## PROBLEM REQUIREMENTS:
Could you recast every line of the records below as a numbered list, skipping blank lines and leaving the pictures out?

··· PROVIDED MATERIAL ···

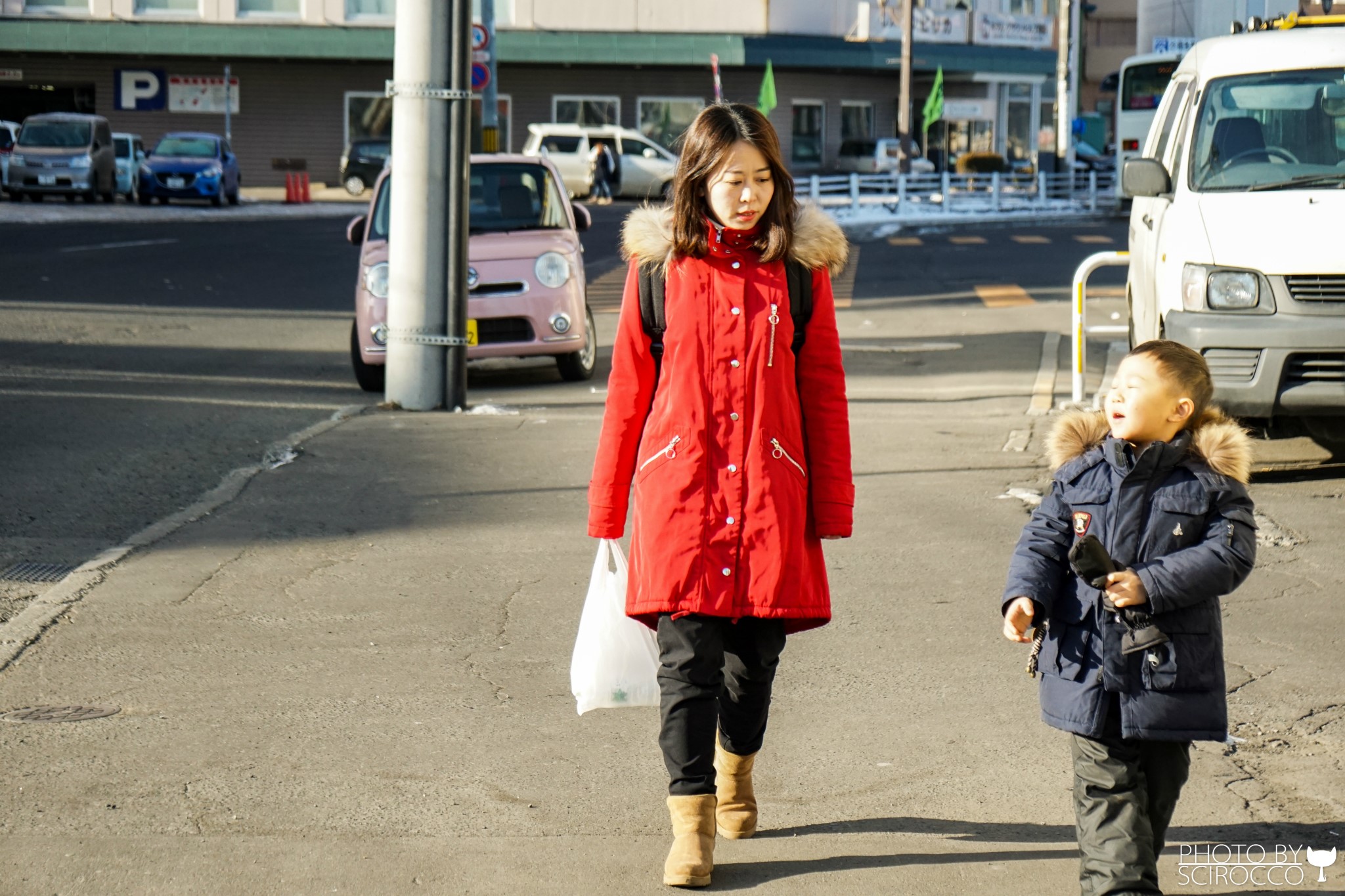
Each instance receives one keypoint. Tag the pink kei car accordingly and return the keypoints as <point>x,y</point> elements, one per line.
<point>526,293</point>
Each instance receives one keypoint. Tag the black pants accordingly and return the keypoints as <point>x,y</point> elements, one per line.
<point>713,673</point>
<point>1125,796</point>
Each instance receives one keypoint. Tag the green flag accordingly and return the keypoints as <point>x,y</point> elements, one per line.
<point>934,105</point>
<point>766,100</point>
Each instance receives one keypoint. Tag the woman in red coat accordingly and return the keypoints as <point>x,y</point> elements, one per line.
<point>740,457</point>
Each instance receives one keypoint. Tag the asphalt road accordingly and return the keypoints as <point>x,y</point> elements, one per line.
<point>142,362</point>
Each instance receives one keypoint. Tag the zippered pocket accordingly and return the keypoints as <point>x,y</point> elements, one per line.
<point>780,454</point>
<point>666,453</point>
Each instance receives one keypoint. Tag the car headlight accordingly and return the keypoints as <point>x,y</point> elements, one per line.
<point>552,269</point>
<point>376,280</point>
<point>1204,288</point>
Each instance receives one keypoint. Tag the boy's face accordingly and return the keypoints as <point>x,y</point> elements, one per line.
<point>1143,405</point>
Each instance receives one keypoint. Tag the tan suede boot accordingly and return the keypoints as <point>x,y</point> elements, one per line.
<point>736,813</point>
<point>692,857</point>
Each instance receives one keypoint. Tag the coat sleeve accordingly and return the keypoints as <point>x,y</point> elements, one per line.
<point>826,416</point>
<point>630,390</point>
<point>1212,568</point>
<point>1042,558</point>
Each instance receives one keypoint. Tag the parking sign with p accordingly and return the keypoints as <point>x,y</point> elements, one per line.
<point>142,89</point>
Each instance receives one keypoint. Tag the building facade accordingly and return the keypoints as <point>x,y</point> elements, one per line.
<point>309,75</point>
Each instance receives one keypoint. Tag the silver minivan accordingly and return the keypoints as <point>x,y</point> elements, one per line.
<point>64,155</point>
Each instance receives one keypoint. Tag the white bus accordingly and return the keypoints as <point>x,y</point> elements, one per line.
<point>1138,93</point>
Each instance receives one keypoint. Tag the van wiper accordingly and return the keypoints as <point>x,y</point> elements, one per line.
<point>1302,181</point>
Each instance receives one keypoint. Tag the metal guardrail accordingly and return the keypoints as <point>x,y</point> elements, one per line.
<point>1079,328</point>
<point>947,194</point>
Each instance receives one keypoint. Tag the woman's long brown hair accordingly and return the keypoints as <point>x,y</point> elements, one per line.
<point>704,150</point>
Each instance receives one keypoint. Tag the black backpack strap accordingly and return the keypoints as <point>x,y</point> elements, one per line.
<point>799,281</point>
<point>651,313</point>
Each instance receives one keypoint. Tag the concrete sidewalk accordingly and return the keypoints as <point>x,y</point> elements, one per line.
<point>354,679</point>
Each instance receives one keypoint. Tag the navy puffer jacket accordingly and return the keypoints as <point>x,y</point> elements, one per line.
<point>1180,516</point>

···

## FULL ANSWER:
1. Each instance receives one keypoint. Tag the pink kei car accordingly and return the keypoints as <point>x,y</point> elements, one per line.
2. <point>526,293</point>
3. Each instance receives one keypoint. Tag the black pants accordingly and return the keypoints as <point>x,y</point> elements, one per line.
4. <point>713,673</point>
5. <point>1125,796</point>
6. Each instance receives one keypoint. Tag the green flag accordingly and return the keypoints as <point>x,y</point> elements, one per line.
7. <point>934,105</point>
8. <point>766,100</point>
9. Each instance receives one keypoint. Tag the woman in red coat accordingly and return the keypoints as <point>x,y</point> elements, one per line.
10. <point>740,457</point>
11. Each instance receives one keypoint. Tag the asphalt road accordingly and return the keypoints as <point>x,y</point> elements, one per line.
12. <point>142,362</point>
13. Each instance receives one keypoint. Tag the zippered pocket accordingly and return the keypoints as <point>x,y</point> elements, one per line.
14. <point>780,454</point>
15. <point>666,453</point>
16. Each instance receives one keypoint. Tag the car headlight accordingly and return the keypoints as <point>x,y</point> elements, one per line.
17. <point>552,269</point>
18. <point>376,280</point>
19. <point>1204,288</point>
20. Each instance receives one keypoint. Tag the boy's face accordingly and return the keypoints as <point>x,y</point> elements, one per line.
21. <point>1143,405</point>
22. Each instance receives one keypoint. Tag the tan suede boot accordingly and return the keypoints as <point>x,y</point> elements, one per line.
23. <point>736,813</point>
24. <point>692,857</point>
25. Each instance receives one keypoint. Tag the coat sleeve accordingly and return the keypoints as <point>x,y</point> elements, one per line.
26. <point>826,416</point>
27. <point>630,390</point>
28. <point>1212,568</point>
29. <point>1042,558</point>
30. Each instance receives one keypoint. Tag the parking sign with p accordingly and return the keypoints as <point>x,y</point> elements, one per line.
31. <point>142,89</point>
32. Each instance receives one keypoint. Tag the building facade accordingly and return the keypoints as <point>x,y</point> elements, one per line.
33. <point>309,75</point>
34. Each instance receives one keypoint. Tag the silver minivan accordingly and return the keypoints as <point>x,y</point> elements, one per line.
35. <point>64,155</point>
36. Each instance receives one keypoint. Tag the white bus accordingly and return the keypoints as <point>x,y</point> elements, one per line.
37. <point>1138,93</point>
38. Each instance receives one keypoint. Tag the van wiper accordingly and return the keypoints as <point>x,y</point> elements, one per line.
39. <point>1302,181</point>
40. Each instance receives one keypoint. Tag the metal guardrail accordingly and return the keypoints as <point>x,y</point> elements, one per line.
41. <point>1079,328</point>
42. <point>947,194</point>
43. Each instance receives one keypoint. Tag the woman's long brown hair accordingly and return the keypoints as <point>x,y</point> elements, one per line.
44. <point>704,150</point>
45. Each instance receives one keypoint. Tag the black backpack strap accordingly and return the keypoints as <point>x,y</point> elements, one per line.
46. <point>799,281</point>
47. <point>651,313</point>
48. Each instance receives one keypoint. Tag the concrete sidewalk accordingly and return the keypoints as <point>x,y</point> elements, one per line.
49. <point>354,679</point>
50. Each instance receives one keypoint. Tag the navy puffer jacket accordingly and return the keypoints as <point>x,y</point> elements, one per line.
51. <point>1180,516</point>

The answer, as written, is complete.